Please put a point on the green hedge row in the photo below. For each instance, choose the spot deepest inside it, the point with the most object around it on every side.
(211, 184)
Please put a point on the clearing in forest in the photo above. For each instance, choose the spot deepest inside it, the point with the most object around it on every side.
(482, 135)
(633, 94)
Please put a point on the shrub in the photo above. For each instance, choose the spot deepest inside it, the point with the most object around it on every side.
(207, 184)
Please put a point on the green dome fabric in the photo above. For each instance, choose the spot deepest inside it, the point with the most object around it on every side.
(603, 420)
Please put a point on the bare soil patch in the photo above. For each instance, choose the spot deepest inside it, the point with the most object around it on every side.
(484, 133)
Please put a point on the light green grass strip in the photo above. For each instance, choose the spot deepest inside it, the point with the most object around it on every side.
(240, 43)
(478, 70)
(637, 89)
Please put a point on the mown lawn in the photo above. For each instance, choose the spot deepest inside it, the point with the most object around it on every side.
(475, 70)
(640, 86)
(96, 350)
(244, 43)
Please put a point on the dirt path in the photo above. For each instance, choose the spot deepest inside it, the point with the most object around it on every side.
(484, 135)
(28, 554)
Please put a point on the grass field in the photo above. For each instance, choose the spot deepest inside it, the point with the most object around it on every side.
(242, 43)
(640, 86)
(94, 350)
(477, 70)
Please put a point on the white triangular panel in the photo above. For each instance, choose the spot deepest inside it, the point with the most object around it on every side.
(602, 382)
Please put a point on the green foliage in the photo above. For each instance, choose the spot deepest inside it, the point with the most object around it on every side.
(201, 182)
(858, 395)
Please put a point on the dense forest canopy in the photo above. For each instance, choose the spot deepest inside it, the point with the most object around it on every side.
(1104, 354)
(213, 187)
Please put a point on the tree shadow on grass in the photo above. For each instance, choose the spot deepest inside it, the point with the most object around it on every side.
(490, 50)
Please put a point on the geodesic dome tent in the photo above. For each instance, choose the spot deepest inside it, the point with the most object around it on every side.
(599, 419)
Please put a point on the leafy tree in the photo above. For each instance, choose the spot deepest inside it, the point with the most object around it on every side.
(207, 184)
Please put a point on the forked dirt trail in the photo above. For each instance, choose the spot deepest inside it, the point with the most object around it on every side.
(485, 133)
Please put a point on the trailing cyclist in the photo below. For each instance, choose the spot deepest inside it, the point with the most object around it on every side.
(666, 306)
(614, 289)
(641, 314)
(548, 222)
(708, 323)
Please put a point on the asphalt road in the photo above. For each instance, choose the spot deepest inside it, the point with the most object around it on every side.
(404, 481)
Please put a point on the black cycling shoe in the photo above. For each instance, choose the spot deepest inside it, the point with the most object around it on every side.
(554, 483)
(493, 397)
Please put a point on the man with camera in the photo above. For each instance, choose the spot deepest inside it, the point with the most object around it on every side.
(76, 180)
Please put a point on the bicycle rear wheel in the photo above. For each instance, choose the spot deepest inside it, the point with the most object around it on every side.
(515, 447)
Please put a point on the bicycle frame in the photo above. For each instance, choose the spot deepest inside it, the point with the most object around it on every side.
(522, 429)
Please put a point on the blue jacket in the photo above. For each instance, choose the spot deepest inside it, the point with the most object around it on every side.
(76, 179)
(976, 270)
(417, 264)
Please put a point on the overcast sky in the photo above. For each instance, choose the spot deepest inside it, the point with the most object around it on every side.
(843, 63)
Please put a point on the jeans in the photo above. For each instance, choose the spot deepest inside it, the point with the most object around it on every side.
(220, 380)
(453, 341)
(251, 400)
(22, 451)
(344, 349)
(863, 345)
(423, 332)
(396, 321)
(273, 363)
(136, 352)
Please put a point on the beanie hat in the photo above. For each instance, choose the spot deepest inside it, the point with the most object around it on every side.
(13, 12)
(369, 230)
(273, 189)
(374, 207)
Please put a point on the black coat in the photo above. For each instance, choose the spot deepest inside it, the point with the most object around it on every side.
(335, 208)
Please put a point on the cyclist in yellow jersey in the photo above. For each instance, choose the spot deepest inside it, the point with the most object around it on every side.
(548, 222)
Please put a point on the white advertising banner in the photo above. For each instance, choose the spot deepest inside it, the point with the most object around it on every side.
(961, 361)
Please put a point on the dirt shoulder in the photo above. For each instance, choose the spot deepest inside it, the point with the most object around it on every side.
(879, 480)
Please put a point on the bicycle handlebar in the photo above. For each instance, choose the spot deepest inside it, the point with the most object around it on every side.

------------------------------------------------

- Exercise brief
Return the line that contains "Please put a point on the beanie" along with every line after it through the end of the entries, exactly, adding nothing.

- Task response
Please put a point on the beanie hat in the photo above. For each instance, choose the spot deepest inside it, the point with the most object around it on every side.
(13, 12)
(369, 230)
(273, 189)
(374, 207)
Please put a point on the black coat in the photo above. For each instance, choose the spot deepest inside it, the point with the most object around it on every side.
(335, 208)
Please put a point on the cyclist in yellow jersey in the photo above. For each instance, choose the spot deepest inside it, the point with the most object around it on every side.
(548, 222)
Please put a point on the white advertising banner in the photo above. For each instance, choose the spot deepest inside it, the point with the most object around it on every side.
(961, 361)
Please put a point on the dirt shoulder in the photo above. For each instance, choose the spot deepest inside it, the point with the most object around it on every side.
(879, 480)
Please put a point on the bicycle handlebar in the photo above. For each instance, choose the spot deepest inside it, the point with the most object around it on every side.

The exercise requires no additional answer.